----- ENTRIES SHOWN -----

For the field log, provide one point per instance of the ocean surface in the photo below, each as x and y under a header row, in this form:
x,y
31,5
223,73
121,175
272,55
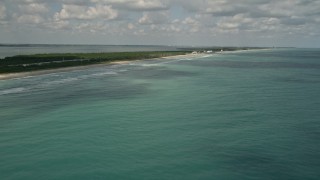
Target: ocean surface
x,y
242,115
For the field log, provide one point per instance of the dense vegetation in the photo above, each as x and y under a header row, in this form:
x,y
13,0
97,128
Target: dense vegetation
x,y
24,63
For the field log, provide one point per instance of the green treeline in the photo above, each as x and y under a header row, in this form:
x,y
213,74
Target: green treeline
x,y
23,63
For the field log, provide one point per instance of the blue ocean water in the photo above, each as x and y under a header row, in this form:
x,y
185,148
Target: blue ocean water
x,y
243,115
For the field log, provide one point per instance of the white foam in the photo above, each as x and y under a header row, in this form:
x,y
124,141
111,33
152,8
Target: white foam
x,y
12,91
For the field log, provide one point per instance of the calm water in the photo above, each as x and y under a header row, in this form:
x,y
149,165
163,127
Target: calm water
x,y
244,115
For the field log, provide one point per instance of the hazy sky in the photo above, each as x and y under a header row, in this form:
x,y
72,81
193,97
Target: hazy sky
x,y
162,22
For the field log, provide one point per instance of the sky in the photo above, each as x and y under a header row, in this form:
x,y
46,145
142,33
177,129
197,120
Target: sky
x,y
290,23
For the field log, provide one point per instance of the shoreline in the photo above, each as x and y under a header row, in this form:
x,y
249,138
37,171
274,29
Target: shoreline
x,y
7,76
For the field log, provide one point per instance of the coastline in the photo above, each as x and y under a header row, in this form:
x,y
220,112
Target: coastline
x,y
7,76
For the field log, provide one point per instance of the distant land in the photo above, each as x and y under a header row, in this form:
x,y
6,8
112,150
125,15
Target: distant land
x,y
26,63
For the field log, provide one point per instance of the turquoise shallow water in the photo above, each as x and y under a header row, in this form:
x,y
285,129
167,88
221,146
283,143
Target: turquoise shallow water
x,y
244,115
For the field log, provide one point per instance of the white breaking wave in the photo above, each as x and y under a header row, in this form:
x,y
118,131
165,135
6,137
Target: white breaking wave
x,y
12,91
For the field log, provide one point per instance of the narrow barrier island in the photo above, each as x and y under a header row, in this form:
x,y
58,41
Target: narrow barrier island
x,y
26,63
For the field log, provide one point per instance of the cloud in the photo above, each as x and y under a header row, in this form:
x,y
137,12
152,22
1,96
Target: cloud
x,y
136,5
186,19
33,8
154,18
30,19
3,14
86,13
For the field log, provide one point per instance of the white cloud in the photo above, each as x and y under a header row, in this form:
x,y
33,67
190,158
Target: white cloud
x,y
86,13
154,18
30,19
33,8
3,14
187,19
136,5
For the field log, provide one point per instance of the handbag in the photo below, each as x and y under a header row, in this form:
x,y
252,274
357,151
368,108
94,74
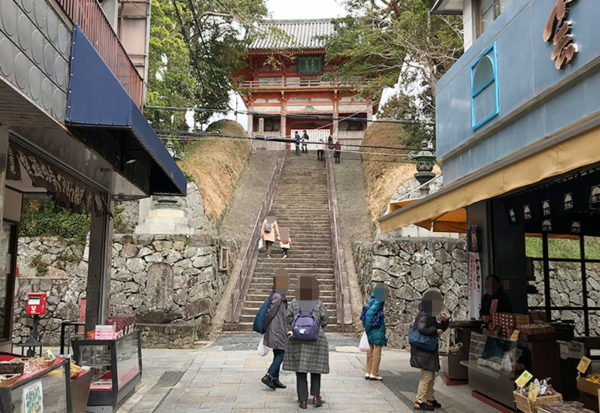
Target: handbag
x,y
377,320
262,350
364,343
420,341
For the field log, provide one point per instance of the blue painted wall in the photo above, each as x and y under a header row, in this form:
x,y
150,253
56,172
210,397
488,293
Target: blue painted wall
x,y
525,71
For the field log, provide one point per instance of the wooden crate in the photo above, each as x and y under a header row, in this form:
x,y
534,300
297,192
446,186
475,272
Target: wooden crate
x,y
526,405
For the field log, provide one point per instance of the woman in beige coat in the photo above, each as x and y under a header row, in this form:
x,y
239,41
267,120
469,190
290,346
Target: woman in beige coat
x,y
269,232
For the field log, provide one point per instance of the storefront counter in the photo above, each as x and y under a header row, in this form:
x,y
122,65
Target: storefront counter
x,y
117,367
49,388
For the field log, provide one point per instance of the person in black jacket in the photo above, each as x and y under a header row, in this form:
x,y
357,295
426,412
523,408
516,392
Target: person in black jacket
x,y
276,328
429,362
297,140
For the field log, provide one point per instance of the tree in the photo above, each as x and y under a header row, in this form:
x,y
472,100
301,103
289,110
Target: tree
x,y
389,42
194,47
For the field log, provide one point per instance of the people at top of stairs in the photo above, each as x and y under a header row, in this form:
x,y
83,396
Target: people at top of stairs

-----

WHAT YOU NEED TO DO: Copy out all of the data above word for word, omitting the images.

COMPLETED TASK:
For the field log, provide one point per instance of the ocean surface in the photo below, each as x and y under a header row, in this form:
x,y
31,5
223,73
121,175
272,55
Target: ocean surface
x,y
242,115
For the field log, provide one point per instance of the dense vegetation in the photo above, each as x and y under a header row, in this form:
x,y
13,0
97,128
Target: dense vegetation
x,y
24,63
For the field log, provide one point per instance of the green treeline in the photo above, each as x and y under a header row, in this form:
x,y
213,74
Target: green treeline
x,y
23,63
For the field log, provide one point per instance of the blue ocean water in the photo above, each as x and y under a header row, in this form:
x,y
185,148
Target: blue ocean water
x,y
243,115
For the field log, provide one point per instance of the white foam in the photo above, each as x and y under a header row, in this form:
x,y
124,141
111,33
152,8
Target: white foam
x,y
12,91
For the field log, provide one point per instance of the calm water in the photo above, each as x and y under a header row, in this form:
x,y
149,165
163,127
Target: calm water
x,y
244,115
For the field log, provide one point per instance of the hazy sky in the photo above, each as x and y under a header row, in this form:
x,y
72,81
193,97
Target: hazy sky
x,y
162,22
For the field log, provide one point per instance of the sky in the photo above, each as x and y under a header row, in this form:
x,y
46,145
142,33
177,129
197,120
Target: sky
x,y
290,23
For the field log, provide one point per instance of the shoreline in the photo above, each as x and y under a header row, in this form:
x,y
249,138
37,171
274,29
Target: shoreline
x,y
7,76
For the field log, provide one point per instance of the coastline in the photo above, each as x and y under a header row, in this form:
x,y
220,112
Target: coastline
x,y
7,76
For the field log, provide one point per instance of the distant land in the photo above, each as x and y under a header row, in this form:
x,y
6,8
112,150
125,15
Target: distant land
x,y
26,63
For the field log, provide one point per instance of the turquoise shallow water in the photo above, each as x and y under a header row, in this form:
x,y
285,129
167,88
221,146
283,143
Target: turquoise shallow water
x,y
244,115
For the field log, provide one point per instance of the white breaking wave in the photo above, each as x and y under a header row, in this form:
x,y
118,131
165,135
6,137
Target: white breaking wave
x,y
12,91
For the field log, provide one point per instance of the narrow barrier island in the photo above, each as x and y under a header row, in this form:
x,y
58,41
Target: narrow barrier island
x,y
26,63
For the field log, provide one point per instance of the cloud in the photo above, each as x and y under a header row, in this form:
x,y
137,12
152,22
1,96
Target: cloud
x,y
136,5
186,19
33,8
154,18
30,19
3,14
86,13
For the field log, provide one point per instance of the white cloud in the photo above, each as x and y under a header row, in this form:
x,y
33,67
190,158
Target: white cloud
x,y
86,13
154,18
30,19
33,8
3,14
187,19
136,5
For the field log, provide one point per instance of the handbag in the photo below, each as x and y under a header row, in this form:
x,y
252,274
357,151
368,108
94,74
Target: handbag
x,y
377,320
262,350
364,343
420,341
For the field log, provide one point per instance of the blue painted wall in the photo above, each as x and y under a header row, in this form:
x,y
150,253
56,172
210,397
488,293
Target: blue painted wall
x,y
525,71
For the field log, provide one point per instance of the wooden crate in the photo above, each as x and y under a header row, in this form:
x,y
534,300
297,192
446,186
475,272
Target: wooden crate
x,y
526,405
For the field log, provide one point per instance of the woman in beige coat in the photo above, each as x and y under a header row, in this form:
x,y
239,41
267,120
469,190
290,346
Target: woman in beige coat
x,y
269,232
For the field log, provide one point per instance of the storefront counter in the photo above, each as x and y under a header row, in this form:
x,y
122,65
Target: storefront counter
x,y
117,367
49,388
For the field log, provide one point per instance of the person in black jacket in the photo above, each as x and y under a header row, in this form:
x,y
357,295
426,412
523,408
516,392
Target: person in black jacket
x,y
276,328
429,362
297,140
For the field log, provide one point per instance of the tree in the photo above, each as x and y under a header row, in this form:
x,y
472,100
301,103
289,110
Target: tree
x,y
389,42
194,47
For the field log, provide one point per instance of the people at top of stairs in the photo above, each as x and y under a header row, in this form:
x,y
83,396
Target: people at top of stairs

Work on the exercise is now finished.